▶ **CONSIGNE**: Recopiez fidèlement le passage de l'article sur le séjour de Lambert Mende en Belgique, en commençant à « Jusqu’à l’heure où » et en terminant à « du Président Kabila. ».

Jusqu’à l’heure où Le Maximum mettait sous presse, lundi 23 octobre dans la soirée, le ministre de la Communication et Médias, porte-parole du gouvernement congolais, séjournait encore en Belgique. Un séjour privé, selon ses proches et des sources officielles belges, motivé par des raisons familiales, qui remonte au jeudi 19 octobre dernier, et qui a provoqué quelques réactions pour le moins épidermiques. Parce que comme beaucoup de ses pairs, Lambert Mende était visé par les fameuses sanctions dites ciblées de l’Union Européenne contre des proches du Président Kabila.
En Belgique même, au moins deux organisations de la société civile sont montées au créneau pour critiquer la décision des autorités belges qui ont octroyé un visa d’entrée au porte-parole du gouvernement. Notamment, le Réseau Européen pour l’Afrique Centrale (EurAc), qui a récemment abrité le plaidoyer des évêques de l’Eglise catholique rd congolaise en faveur de l’application de l’Accord de la Saint Sylvestre. Dans un communiqué, cette plateforme d’organisations de la société civile estime que la dérogation accordée au ministre rd congolais « … sape la crédibilité de la Belgique et de l’UE dans son ensemble car ils semblent ne pas respecter leurs propres décisions … ».

▶ **DONNÉES FOURNIES**:
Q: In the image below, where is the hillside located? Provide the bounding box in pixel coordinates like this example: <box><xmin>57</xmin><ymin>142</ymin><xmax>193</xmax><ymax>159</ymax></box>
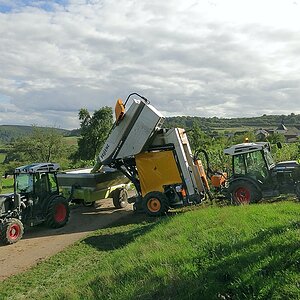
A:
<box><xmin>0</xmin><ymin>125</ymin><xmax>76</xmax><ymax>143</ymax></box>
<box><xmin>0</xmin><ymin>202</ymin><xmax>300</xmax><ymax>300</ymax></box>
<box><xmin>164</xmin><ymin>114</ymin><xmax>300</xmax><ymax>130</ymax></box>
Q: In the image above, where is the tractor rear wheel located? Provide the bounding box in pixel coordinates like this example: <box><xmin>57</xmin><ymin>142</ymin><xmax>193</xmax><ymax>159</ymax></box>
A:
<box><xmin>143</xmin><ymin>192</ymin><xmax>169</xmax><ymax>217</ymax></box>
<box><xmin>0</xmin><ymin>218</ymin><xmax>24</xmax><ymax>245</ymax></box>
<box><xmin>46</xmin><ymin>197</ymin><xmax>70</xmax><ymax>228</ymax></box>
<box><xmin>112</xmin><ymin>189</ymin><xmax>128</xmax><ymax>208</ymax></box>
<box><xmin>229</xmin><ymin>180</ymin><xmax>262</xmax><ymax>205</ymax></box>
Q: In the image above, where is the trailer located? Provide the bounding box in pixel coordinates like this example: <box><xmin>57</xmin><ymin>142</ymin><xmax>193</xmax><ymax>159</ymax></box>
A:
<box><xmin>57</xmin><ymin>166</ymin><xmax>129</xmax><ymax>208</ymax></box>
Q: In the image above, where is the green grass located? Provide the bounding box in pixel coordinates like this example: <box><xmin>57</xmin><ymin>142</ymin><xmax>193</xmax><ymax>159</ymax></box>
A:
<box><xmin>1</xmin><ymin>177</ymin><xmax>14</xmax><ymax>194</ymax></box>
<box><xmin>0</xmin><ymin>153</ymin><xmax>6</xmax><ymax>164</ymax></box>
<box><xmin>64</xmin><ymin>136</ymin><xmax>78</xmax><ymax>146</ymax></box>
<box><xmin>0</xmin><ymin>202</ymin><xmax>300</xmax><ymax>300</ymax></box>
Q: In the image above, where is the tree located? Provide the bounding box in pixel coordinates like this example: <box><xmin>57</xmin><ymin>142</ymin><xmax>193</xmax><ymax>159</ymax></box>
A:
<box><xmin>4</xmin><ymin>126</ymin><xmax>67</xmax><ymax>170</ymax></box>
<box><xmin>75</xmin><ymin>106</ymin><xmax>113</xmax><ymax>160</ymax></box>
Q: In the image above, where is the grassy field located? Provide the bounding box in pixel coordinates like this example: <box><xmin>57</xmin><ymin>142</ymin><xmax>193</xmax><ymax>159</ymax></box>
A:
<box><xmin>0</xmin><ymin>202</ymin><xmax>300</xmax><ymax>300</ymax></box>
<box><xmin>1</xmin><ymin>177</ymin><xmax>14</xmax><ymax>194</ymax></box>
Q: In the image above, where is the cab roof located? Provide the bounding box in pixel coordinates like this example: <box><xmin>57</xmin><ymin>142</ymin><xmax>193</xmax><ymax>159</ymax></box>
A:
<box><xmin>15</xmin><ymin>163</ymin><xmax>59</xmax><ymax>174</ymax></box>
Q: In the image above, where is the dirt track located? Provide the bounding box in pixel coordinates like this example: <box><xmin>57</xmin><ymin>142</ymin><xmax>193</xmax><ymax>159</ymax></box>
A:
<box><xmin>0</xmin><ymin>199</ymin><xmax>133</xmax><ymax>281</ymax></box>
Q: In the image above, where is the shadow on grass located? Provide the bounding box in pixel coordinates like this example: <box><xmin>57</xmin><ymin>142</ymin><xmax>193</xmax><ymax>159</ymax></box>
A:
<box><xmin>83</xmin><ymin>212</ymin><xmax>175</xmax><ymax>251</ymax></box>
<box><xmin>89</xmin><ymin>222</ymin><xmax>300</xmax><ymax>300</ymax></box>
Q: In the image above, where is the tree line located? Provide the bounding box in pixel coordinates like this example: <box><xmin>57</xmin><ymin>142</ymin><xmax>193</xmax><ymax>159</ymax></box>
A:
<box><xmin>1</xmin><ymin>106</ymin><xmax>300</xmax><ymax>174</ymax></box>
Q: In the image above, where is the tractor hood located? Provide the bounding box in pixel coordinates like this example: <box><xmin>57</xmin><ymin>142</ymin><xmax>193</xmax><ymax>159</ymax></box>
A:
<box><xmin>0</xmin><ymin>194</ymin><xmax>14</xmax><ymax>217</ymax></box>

▶ **CORRIGÉ**:
Jusqu’à l’heure où Le Maximum mettait sous presse, lundi 23 octobre dans la soirée, le ministre de la Communication et Médias, porte-parole du gouvernement congolais, séjournait encore en Belgique. Un séjour privé, selon ses proches et des sources officielles belges, motivé par des raisons familiales, qui remonte au jeudi 19 octobre dernier, et qui a provoqué quelques réactions pour le moins épidermiques. Parce que comme beaucoup de ses pairs, Lambert Mende était visé par les fameuses sanctions dites ciblées de l’Union Européenne contre des proches du Président Kabila.